— START OF Dataset extract —
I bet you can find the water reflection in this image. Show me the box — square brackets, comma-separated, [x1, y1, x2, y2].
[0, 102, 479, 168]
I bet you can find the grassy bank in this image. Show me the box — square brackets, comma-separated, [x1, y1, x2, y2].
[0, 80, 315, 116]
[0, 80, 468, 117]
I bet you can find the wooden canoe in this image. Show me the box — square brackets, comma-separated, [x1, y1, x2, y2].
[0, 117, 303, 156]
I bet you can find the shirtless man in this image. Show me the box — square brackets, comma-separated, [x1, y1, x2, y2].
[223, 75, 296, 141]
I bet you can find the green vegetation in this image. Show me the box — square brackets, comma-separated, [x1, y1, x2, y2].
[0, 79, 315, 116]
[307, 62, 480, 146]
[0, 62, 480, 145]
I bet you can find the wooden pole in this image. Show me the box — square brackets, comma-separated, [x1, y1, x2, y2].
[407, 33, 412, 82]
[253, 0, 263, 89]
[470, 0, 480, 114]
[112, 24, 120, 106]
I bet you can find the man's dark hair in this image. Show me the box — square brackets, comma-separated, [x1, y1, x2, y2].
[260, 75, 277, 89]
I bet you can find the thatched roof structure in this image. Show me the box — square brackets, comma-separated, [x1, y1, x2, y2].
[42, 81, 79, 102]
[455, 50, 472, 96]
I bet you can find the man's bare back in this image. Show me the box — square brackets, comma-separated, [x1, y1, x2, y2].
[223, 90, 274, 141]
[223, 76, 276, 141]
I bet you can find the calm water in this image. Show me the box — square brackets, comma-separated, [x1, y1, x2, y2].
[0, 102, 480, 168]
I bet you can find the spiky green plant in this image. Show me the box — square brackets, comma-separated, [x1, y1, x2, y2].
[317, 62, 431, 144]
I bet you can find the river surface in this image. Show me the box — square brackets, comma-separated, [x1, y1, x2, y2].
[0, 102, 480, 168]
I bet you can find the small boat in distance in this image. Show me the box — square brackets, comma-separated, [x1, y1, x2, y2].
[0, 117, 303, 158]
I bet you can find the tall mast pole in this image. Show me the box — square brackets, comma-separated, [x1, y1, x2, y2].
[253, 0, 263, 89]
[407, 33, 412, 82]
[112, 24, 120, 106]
— END OF Dataset extract —
Reproduce all of the items above verbatim, without altering any line.

Exercise output:
I bet you can find the water reflection in this image. Show me the box — square brackets, comma-separated, [x1, y1, x2, y2].
[0, 102, 479, 168]
I bet you can find the grassy bank in this image. Show me the box — square brackets, comma-separated, [x1, y1, x2, y2].
[0, 80, 315, 116]
[0, 80, 468, 117]
I bet you can find the wooden canoe in this image. Show me the box — square brackets, comma-separated, [x1, y1, x2, y2].
[0, 117, 303, 156]
I bet you can find the shirtless man in this image. Show me the box — square brackets, comma-separated, [x1, y1, x2, y2].
[223, 75, 296, 141]
I bet you can find the green vegetation in this image. Show me the box — square brackets, comma-separated, [x1, y1, x2, y2].
[0, 79, 315, 116]
[307, 62, 480, 146]
[0, 62, 480, 145]
I bet you can find the wooden pole in this image. Show me the box — square brackets, comma-separated, [x1, y1, x2, y2].
[407, 33, 412, 82]
[253, 0, 263, 89]
[470, 0, 480, 114]
[112, 24, 120, 106]
I bet you can find the man's dark hair in this image. Show me the box — square brackets, comma-separated, [x1, y1, x2, y2].
[260, 75, 277, 89]
I bet you can find the thatched roof structure in this image. Show me the box — square brackets, comma-separated, [x1, y1, x2, y2].
[42, 81, 79, 102]
[455, 50, 472, 96]
I bet you can find the man's bare back in this image. Show me the box — square brackets, comma-separated, [x1, y1, x2, y2].
[223, 90, 274, 141]
[223, 76, 276, 141]
I bet you can find the calm water in this image. Show me the box — square brackets, comma-separated, [x1, y1, x2, y2].
[0, 102, 480, 168]
I bet you can find the spiky green plant in this image. Show me the box — square brackets, comma-separated, [x1, y1, x2, y2].
[317, 62, 431, 144]
I bet you can find the river surface in this image. Show me the box — square brackets, comma-separated, [x1, y1, x2, y2].
[0, 102, 480, 168]
I bet you can find the small boat in distance in this image. Show me the box — square brackets, comma-separated, [x1, y1, x2, y2].
[0, 117, 303, 158]
I bet you can find the tall mast pole in this image. Show me the box — square brackets, comma-separated, [x1, y1, x2, y2].
[253, 0, 263, 89]
[407, 33, 412, 82]
[112, 24, 120, 106]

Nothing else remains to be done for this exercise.